SUPPLIED DATA:
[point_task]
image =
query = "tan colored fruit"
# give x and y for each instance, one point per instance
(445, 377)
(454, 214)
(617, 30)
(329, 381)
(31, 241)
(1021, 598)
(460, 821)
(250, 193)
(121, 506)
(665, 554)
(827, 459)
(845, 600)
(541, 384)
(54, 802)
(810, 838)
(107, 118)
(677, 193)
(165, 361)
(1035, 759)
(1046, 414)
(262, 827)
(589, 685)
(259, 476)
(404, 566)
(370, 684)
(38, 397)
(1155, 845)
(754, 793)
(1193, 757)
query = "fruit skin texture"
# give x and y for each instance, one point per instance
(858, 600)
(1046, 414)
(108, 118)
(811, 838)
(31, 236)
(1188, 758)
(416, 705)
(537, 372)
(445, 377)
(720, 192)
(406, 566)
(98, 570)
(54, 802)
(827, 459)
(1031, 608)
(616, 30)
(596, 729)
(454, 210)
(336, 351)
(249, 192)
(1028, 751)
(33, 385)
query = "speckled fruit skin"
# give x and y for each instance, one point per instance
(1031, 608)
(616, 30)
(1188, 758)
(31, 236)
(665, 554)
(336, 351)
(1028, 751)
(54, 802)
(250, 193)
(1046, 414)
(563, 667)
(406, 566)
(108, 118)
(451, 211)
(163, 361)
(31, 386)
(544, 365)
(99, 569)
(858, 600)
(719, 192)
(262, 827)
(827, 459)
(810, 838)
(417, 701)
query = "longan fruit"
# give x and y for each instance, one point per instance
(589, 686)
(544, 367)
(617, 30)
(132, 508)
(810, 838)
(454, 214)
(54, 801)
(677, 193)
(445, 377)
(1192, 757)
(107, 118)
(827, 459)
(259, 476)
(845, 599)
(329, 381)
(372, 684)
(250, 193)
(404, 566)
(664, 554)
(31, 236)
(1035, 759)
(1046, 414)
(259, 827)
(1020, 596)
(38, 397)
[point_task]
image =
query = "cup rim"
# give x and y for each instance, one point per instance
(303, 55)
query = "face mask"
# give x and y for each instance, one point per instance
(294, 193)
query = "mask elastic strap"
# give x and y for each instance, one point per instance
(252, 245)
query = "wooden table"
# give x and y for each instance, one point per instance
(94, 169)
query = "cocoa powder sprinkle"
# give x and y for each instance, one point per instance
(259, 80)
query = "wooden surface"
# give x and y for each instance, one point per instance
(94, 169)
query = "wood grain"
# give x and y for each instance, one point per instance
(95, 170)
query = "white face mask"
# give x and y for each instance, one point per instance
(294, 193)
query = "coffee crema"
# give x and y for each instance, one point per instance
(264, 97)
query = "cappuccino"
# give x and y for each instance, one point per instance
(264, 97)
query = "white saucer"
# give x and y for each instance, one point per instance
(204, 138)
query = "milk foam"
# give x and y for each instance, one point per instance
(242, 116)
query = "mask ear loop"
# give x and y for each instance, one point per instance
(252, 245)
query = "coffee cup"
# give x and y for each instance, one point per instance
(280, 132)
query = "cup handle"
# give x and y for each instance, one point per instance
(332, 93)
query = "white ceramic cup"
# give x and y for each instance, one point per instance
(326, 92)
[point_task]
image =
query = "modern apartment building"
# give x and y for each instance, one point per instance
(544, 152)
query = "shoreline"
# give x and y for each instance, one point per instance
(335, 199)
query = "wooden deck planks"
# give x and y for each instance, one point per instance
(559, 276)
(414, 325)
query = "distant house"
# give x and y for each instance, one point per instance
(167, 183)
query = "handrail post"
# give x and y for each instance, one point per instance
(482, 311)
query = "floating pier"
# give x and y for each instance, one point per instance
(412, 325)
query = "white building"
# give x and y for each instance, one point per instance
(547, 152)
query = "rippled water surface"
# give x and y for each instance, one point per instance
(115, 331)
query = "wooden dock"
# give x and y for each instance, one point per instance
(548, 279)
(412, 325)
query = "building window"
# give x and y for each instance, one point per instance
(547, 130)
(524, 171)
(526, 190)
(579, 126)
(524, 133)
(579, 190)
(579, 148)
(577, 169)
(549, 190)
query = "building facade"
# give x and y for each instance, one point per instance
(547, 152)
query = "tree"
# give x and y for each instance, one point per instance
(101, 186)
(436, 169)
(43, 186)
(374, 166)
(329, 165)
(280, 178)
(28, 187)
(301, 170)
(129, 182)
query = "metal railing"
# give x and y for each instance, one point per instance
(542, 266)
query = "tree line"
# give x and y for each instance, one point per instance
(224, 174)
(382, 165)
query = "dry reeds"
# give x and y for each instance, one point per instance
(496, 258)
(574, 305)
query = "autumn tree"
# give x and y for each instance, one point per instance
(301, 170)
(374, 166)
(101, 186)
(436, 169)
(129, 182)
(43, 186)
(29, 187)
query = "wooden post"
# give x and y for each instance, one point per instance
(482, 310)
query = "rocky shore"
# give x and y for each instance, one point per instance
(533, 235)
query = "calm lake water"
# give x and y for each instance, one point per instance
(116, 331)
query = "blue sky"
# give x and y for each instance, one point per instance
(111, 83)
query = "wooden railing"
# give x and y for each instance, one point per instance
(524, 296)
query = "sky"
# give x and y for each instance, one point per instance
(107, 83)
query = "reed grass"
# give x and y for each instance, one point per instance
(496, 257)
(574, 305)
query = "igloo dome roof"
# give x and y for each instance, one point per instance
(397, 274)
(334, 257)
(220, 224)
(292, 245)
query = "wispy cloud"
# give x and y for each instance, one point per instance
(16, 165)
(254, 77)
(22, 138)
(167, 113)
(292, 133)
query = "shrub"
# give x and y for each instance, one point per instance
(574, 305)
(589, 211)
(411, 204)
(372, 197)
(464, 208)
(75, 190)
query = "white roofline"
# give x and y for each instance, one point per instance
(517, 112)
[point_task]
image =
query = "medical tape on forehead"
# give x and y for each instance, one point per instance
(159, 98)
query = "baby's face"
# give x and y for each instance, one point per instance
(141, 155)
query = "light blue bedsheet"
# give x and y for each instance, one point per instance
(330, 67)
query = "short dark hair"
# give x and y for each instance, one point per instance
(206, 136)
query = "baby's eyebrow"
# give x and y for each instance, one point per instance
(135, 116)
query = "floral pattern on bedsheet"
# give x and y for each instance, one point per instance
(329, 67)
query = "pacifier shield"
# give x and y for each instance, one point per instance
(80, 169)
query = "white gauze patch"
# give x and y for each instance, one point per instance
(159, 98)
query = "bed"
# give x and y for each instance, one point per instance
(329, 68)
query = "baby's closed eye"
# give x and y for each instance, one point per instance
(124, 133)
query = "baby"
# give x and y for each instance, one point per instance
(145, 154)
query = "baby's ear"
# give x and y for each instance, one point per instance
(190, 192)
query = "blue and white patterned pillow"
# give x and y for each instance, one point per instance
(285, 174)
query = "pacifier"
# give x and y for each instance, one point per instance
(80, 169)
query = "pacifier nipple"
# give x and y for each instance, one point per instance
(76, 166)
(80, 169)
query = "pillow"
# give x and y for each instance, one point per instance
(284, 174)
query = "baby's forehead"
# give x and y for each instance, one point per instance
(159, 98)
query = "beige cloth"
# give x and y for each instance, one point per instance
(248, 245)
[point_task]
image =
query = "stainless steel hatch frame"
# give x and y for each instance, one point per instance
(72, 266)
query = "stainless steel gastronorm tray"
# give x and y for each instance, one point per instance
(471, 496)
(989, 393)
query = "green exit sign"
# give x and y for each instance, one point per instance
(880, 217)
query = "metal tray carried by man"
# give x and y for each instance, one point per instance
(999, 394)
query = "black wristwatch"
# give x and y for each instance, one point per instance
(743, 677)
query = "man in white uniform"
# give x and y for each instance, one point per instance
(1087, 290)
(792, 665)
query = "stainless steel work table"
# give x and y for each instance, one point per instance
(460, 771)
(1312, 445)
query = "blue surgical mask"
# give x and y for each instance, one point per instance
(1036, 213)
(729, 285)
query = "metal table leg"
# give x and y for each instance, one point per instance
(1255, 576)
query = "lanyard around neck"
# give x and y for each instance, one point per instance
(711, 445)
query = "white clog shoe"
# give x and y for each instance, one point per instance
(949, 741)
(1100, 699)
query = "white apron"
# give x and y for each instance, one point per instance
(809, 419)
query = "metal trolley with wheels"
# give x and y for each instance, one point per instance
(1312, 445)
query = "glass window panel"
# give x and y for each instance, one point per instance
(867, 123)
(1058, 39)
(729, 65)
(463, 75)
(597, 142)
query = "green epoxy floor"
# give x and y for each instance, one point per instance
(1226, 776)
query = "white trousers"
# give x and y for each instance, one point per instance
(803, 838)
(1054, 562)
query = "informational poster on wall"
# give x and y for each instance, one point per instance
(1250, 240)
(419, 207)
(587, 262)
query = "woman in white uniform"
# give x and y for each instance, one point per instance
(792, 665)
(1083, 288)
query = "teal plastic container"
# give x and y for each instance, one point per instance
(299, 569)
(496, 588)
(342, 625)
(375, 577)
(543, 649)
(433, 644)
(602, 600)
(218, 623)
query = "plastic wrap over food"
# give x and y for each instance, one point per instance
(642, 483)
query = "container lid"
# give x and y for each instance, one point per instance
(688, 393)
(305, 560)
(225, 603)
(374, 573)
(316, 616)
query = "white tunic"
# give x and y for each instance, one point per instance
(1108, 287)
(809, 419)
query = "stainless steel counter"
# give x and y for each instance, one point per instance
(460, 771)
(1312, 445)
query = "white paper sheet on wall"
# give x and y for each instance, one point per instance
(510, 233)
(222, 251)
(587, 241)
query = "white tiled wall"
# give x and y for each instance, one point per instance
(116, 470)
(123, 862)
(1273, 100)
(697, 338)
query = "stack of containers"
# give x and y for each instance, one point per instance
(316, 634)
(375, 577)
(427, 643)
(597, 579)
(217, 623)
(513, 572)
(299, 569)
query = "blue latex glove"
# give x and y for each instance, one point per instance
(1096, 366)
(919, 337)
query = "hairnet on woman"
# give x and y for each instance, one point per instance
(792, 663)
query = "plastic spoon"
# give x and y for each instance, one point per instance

SET PROBLEM:
Render everything from the start of the material above down through the line containing "(1193, 757)" as a Markdown table with the columns Row and Material line, numbering each row. Leave out any blank lines.

SOLUTION:
| Row | Material line |
|---|---|
| 1 | [point_task] |
| 2 | image = |
| 3 | query = "tan colored fruit" |
| 4 | # give x and y for each instance, one point per instance |
| 5 | (445, 377) |
| 6 | (454, 214) |
| 7 | (617, 30) |
| 8 | (329, 381) |
| 9 | (31, 241) |
| 10 | (1021, 598) |
| 11 | (460, 821) |
| 12 | (250, 193) |
| 13 | (121, 506) |
| 14 | (665, 554) |
| 15 | (827, 459) |
| 16 | (845, 600) |
| 17 | (541, 384) |
| 18 | (54, 802) |
| 19 | (810, 838) |
| 20 | (107, 118) |
| 21 | (677, 193) |
| 22 | (165, 361) |
| 23 | (1035, 759) |
| 24 | (1046, 414) |
| 25 | (262, 827) |
| 26 | (589, 685) |
| 27 | (259, 476) |
| 28 | (404, 566) |
| 29 | (370, 684) |
| 30 | (38, 397) |
| 31 | (1155, 845) |
| 32 | (754, 793) |
| 33 | (1193, 757) |